TEXT PASSAGE:
▶
Episode 13
Sourcing in Covid-19 Times with Stacy Zapar
COVID-19 has flipped sourcing upside down. Response rates are down, hesitation is up, and cold outreach barely works. Stacy shares five high-yield sourcing channels—from your ATS to boomerangs—that drive real engagement when passive candidates are afraid to move.
Episode Key Takeaways
People aren’t quitting their jobs. The US quit rate plummeted in 2020, meaning the supply of available talent dropped sharply even as unemployment rose. This inverts the recruiter’s assumption: more unemployment doesn’t mean more applicants willing to move. Fear of the unknown—remote onboarding, job security, childcare—keeps passive candidates locked in place, making empathy and transparency non-negotiable.
Your ATS and past applicants are warmer than LinkedIn cold outreach. Stacy reports that people who have already applied, interviewed, or expressed interest in your company are far more likely to respond than strangers. These warm leads have consumed your content, filled out your application, and left contact info—they’ve already raised their hand once. Sourcing your own database first eliminates the noise of mass outreach.
Referral sourcing works best when you tell people who they know, not ask them. Instead of generic ‘who do you know?’ campaigns, source the first-level connections of your hiring team on LinkedIn and present specific names: ‘Hey, these three people in your network look perfect for this role.’ This removes friction and leverages existing trust, making candidates far more likely to engage when they already know someone on the team.
Boomerangs and internal mobility are less scary than brand-new roles. Returning employees already know the culture, players, and expectations—a massive advantage when candidates are risk-averse. Similarly, promoting from within or backfilling lower roles keeps morale high and removes the uncertainty of joining an unknown company during a crisis. Both channels should be sourced actively, not just posted.
When hiring slows, pipeline aggressively and upskill ruthlessly. Downtime is not downtime. Use it to clean your ATS, tag candidates by skill and location, update contact info, and start transparent conversations about future hiring. Simultaneously, invest in training—online courses, ATS mastery, new recruiting verticals—to increase your value and marketability when hiring resumes.
Frequently
Asked
Questions
How do I source candidates when response rates have dropped?
Prioritize warm pools: people who follow your company, past applicants in your ATS, internal candidates, boomerangs, and referrals from your team. Cold LinkedIn outreach yields lower response rates in a pandemic because candidates are hesitant to move. Warm leads—people who’ve already shown interest—are 2–3x more likely to engage and say yes.
Should I use layoff lists to source candidates?
◀
Natural-language object grounding data
▶
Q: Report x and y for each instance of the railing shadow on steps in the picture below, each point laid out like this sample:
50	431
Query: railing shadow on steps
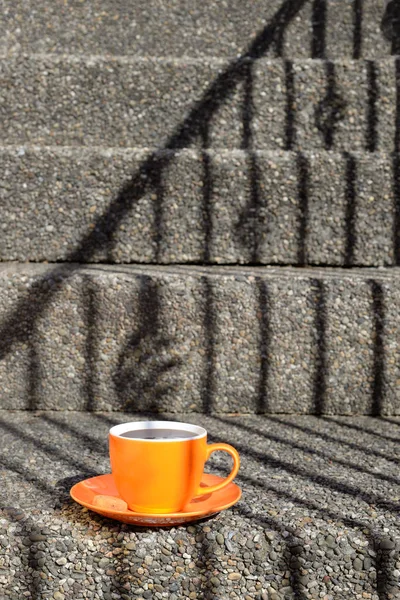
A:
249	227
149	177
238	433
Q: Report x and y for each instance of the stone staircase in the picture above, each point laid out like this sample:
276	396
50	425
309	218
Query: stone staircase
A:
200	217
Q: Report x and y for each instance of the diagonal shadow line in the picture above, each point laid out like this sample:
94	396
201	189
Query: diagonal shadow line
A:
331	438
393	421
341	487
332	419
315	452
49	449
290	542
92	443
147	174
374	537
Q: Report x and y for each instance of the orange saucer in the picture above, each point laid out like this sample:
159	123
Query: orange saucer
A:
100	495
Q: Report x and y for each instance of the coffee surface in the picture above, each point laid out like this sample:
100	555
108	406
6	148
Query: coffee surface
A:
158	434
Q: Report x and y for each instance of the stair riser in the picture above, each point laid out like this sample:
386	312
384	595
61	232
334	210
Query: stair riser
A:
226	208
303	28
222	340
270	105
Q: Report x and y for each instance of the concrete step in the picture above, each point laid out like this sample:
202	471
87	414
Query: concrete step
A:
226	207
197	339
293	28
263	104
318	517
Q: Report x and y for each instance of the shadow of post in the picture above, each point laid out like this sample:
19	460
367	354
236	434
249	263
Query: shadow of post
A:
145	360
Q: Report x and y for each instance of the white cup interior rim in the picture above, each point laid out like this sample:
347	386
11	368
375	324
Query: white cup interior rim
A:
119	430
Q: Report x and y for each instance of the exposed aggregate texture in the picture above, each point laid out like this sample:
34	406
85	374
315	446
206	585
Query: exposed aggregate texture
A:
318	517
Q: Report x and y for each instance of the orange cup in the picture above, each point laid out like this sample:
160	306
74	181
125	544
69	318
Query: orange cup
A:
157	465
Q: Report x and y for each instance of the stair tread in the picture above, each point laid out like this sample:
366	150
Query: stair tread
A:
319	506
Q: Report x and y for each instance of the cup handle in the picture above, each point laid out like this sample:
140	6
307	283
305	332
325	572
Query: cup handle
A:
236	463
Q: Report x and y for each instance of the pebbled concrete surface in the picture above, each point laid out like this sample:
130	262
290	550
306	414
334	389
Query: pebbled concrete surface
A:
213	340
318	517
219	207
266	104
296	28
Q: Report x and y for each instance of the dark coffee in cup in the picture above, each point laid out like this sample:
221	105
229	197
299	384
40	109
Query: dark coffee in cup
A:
◀
WHAT THE TASK REQUIRES: Summarize the episode page on sourcing during COVID-19 in two sentences. The items were taken from a separate source.

EXERCISE OUTPUT: COVID-19 has made sourcing harder: response rates are down, cold outreach barely works, and passive candidates stay in their jobs out of fear of the unknown. Stacy Zapar recommends warmer channels such as the ATS and past applicants, referrals that present specific names from the hiring team's network, boomerangs, and internal mobility, and advises using slow hiring periods to build the pipeline and upskill.